GOAL – Rewrite the items below as a numbered list, leaving out any blank lines.

EXTRACTED MATERIAL –
#####

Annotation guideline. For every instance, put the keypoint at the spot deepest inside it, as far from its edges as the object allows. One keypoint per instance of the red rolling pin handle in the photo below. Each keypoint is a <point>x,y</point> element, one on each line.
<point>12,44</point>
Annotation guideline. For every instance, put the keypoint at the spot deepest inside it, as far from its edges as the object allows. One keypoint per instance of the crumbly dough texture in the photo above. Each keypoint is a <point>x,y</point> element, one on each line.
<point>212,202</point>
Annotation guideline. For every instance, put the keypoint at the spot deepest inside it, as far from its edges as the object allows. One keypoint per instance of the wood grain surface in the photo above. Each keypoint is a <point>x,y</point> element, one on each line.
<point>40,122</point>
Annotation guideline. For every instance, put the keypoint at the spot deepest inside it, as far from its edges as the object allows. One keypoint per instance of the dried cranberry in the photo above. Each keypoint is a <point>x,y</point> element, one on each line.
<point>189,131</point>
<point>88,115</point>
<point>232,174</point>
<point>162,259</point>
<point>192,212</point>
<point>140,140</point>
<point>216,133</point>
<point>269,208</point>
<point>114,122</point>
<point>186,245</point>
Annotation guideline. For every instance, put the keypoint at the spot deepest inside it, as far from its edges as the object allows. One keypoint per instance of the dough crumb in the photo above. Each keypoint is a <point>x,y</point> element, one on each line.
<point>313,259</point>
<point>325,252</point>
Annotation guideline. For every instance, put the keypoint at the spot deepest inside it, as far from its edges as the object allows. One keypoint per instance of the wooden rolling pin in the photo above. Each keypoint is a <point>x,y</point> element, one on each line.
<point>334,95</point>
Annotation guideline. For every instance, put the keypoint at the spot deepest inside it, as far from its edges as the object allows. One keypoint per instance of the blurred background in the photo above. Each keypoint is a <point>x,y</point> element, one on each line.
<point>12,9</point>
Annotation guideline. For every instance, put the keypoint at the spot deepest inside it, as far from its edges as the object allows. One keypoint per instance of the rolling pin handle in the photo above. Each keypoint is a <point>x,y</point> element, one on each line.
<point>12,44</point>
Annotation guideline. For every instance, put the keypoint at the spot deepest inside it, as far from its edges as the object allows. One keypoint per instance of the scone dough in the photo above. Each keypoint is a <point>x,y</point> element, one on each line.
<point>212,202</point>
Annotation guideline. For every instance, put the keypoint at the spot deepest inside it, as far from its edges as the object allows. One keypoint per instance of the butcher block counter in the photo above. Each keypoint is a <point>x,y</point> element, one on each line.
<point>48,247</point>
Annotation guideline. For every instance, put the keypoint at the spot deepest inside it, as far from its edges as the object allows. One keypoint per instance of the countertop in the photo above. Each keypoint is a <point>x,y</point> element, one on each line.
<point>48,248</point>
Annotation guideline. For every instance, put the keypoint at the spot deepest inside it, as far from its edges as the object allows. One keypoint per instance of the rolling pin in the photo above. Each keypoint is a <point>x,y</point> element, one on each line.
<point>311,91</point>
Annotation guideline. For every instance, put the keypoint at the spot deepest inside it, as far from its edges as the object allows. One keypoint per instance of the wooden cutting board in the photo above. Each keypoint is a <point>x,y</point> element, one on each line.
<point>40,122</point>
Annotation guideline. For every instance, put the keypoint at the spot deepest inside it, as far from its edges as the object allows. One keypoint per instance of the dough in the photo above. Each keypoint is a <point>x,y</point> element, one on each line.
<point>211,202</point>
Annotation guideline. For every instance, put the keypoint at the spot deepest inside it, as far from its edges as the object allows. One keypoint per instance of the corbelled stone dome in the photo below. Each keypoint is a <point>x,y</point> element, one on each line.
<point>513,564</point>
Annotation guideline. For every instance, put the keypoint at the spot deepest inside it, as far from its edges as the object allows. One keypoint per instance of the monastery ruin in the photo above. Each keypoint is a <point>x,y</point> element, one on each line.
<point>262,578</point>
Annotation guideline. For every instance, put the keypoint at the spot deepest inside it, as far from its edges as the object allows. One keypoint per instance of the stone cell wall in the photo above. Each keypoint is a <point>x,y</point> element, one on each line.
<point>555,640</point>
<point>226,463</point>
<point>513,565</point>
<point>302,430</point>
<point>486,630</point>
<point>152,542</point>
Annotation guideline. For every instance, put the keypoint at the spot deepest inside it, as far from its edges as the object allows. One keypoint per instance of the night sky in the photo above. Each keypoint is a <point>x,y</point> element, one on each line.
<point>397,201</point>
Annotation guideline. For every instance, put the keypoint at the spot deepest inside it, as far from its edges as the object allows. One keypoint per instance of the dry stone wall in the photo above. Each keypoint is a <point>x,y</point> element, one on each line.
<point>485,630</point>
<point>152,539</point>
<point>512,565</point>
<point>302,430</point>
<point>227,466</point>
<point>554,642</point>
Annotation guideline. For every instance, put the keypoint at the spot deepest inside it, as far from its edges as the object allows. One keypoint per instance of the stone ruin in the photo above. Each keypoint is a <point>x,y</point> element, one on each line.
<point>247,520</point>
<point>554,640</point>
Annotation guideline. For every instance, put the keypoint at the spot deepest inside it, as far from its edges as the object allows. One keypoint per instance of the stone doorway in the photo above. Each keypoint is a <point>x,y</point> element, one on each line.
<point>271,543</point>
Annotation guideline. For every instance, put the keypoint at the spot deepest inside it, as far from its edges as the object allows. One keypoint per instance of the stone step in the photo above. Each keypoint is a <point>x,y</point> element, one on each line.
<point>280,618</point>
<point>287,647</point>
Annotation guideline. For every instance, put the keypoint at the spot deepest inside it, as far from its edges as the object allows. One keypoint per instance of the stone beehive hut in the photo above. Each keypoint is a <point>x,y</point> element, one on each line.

#####

OUTPUT OF THE TASK –
1. Annotation guideline. For every instance, put the keypoint at the spot deepest inside it, as far from its edges as the object allows. One keypoint per instance of the red rolling pin handle in the photo below. Each keypoint is a <point>x,y</point> element, one on each line.
2. <point>12,44</point>
3. Annotation guideline. For every instance, put the keypoint at the spot deepest inside it, as far from its edges as the object allows. One keypoint per instance of the crumbly dough texture in the photo above. Each keypoint is a <point>x,y</point> element, one on each line.
4. <point>212,202</point>
5. Annotation guideline. For every instance, put the keypoint at the spot deepest inside it, as far from its edges as the object allows. One keypoint per instance of the wood grain surface in the photo above. Each keypoint is a <point>x,y</point> element, one on each line.
6. <point>40,122</point>
7. Annotation guideline. For every instance, put the keypoint at the spot deepest inside it, as far from its edges as the object allows. One keypoint per instance of the dried cranberry in the photo above. Each keypoint is a <point>x,y</point> element, one on each line.
8. <point>189,131</point>
9. <point>88,115</point>
10. <point>232,174</point>
11. <point>162,259</point>
12. <point>192,212</point>
13. <point>140,140</point>
14. <point>216,133</point>
15. <point>269,208</point>
16. <point>114,122</point>
17. <point>186,245</point>
18. Annotation guideline. For every instance, put the keypoint at the spot deepest inside it, as far from its edges as the object allows. One keypoint per instance of the dough crumb in the photo above. Each keypoint is a <point>x,y</point> element, one on each line.
19. <point>313,259</point>
20. <point>325,252</point>
21. Annotation guideline. For every instance, put the keypoint at the spot deepest inside it, as far from its edges as the object allows. One keypoint per instance of the wooden rolling pin in the photo above. Each keypoint is a <point>x,y</point> element, one on each line.
22. <point>334,95</point>
23. Annotation guideline. For every instance, put the keypoint at the spot deepest inside it, as far from its edges as the object allows. One keypoint per instance of the blurred background in the photo above. Each keypoint is a <point>x,y</point> element, one on each line.
24. <point>12,9</point>
25. Annotation guideline. For every instance, put the keypoint at the spot deepest inside it, as far from its edges as the object allows. One keypoint per instance of the rolling pin handle in the photo above. Each keypoint is a <point>x,y</point> element, one on each line.
26. <point>12,44</point>
27. Annotation guideline. For every instance, put the keypoint at the spot deepest inside it, as far from its edges as the object allows. One keypoint per instance of the scone dough in the photo above. Each keypoint is a <point>x,y</point> element, one on each line.
28. <point>212,202</point>
29. Annotation guideline. For every instance, put the keypoint at the spot deepest inside it, as far from its edges as the object allows. One keypoint per instance of the butcher block counter in the photo above. Each keypoint is a <point>x,y</point> element, one on each line.
30. <point>48,247</point>
31. Annotation guideline. For every instance, put the keypoint at the spot deepest inside it, as far from its edges as the object allows. One keypoint per instance of the countertop in the photo above. Each keypoint is a <point>x,y</point> element, one on each line.
32. <point>48,248</point>
33. Annotation guideline. For every instance, put the keypoint at the spot deepest inside it, as far from its edges as the object allows. One keypoint per instance of the rolling pin in the photo above. Each keypoint is a <point>x,y</point> element, one on each line.
34. <point>311,91</point>
35. Annotation guideline. For every instance, put the keypoint at the spot deepest inside it, as far from its edges as the object allows. One keypoint per instance of the wooden cutting board in the photo above. Each keypoint is a <point>x,y</point> element, one on each line.
36. <point>40,122</point>
37. Annotation guideline. For every instance, put the keypoint at the spot deepest inside it, as far from its edges as the object allows. One keypoint per instance of the dough in the photo above. Each keypoint is a <point>x,y</point> element, one on each line.
38. <point>211,202</point>
39. Annotation guideline. For every instance, put the keypoint at the spot deepest inside it, as far from its edges as the object allows. One keypoint per instance of the corbelled stone dome in the photo below. Each keypoint is a <point>x,y</point> element, one on each line.
40. <point>513,564</point>
41. Annotation guideline. For every instance, put the keypoint at the spot deepest inside it, as far from its edges as the object allows. One keypoint per instance of the monastery ruin in the photo above. Each keypoint is a <point>x,y</point> element, one on each line.
42. <point>262,578</point>
43. Annotation guideline. For every instance, put the keypoint at the spot deepest inside it, as far from its edges as the object allows. One keypoint per instance of the stone cell wall in the photo above. Each keypoint is a <point>x,y</point> element, one on each line.
44. <point>555,640</point>
45. <point>226,463</point>
46. <point>513,565</point>
47. <point>302,430</point>
48. <point>486,630</point>
49. <point>152,542</point>
50. Annotation guideline. For every instance, put the keypoint at the spot deepest inside it, as far from its edges as the object allows. One keypoint per instance of the night sky in the photo above. Each keypoint is a <point>x,y</point> element, one on each line.
51. <point>397,201</point>
52. Annotation guideline. For every instance, put the keypoint at the spot deepest inside it, as far from its edges as the object allows. One keypoint per instance of the dry stone wall in the photo above. Each keypoint is a <point>x,y</point> element, one on each line.
53. <point>485,630</point>
54. <point>152,539</point>
55. <point>512,565</point>
56. <point>302,430</point>
57. <point>227,466</point>
58. <point>554,642</point>
59. Annotation guideline. For every instance, put the keypoint at the spot deepest inside it, as far from its edges as the object allows. One keypoint per instance of the stone ruin in the photo above. Each keypoint is a <point>x,y</point> element, one on each line.
60. <point>247,520</point>
61. <point>554,640</point>
62. Annotation guideline. For every instance, put the keypoint at the spot deepest inside it, as far from its edges as the object allows. One keypoint per instance of the stone doorway in the photo above. Each keypoint is a <point>x,y</point> element, one on each line.
63. <point>271,543</point>
64. Annotation guideline. For every instance, put the keypoint at the spot deepest inside it, as far from its edges as the object allows. One keypoint per instance of the stone step in the photo above. Each keypoint is a <point>x,y</point> element, one on each line.
65. <point>280,618</point>
66. <point>287,647</point>
67. Annotation guideline. For every instance, put the keypoint at the spot deepest inside it, as far from its edges as the object allows. One keypoint per instance of the stone beehive hut in the photo above. Each keypoint is a <point>x,y</point> element, one on each line.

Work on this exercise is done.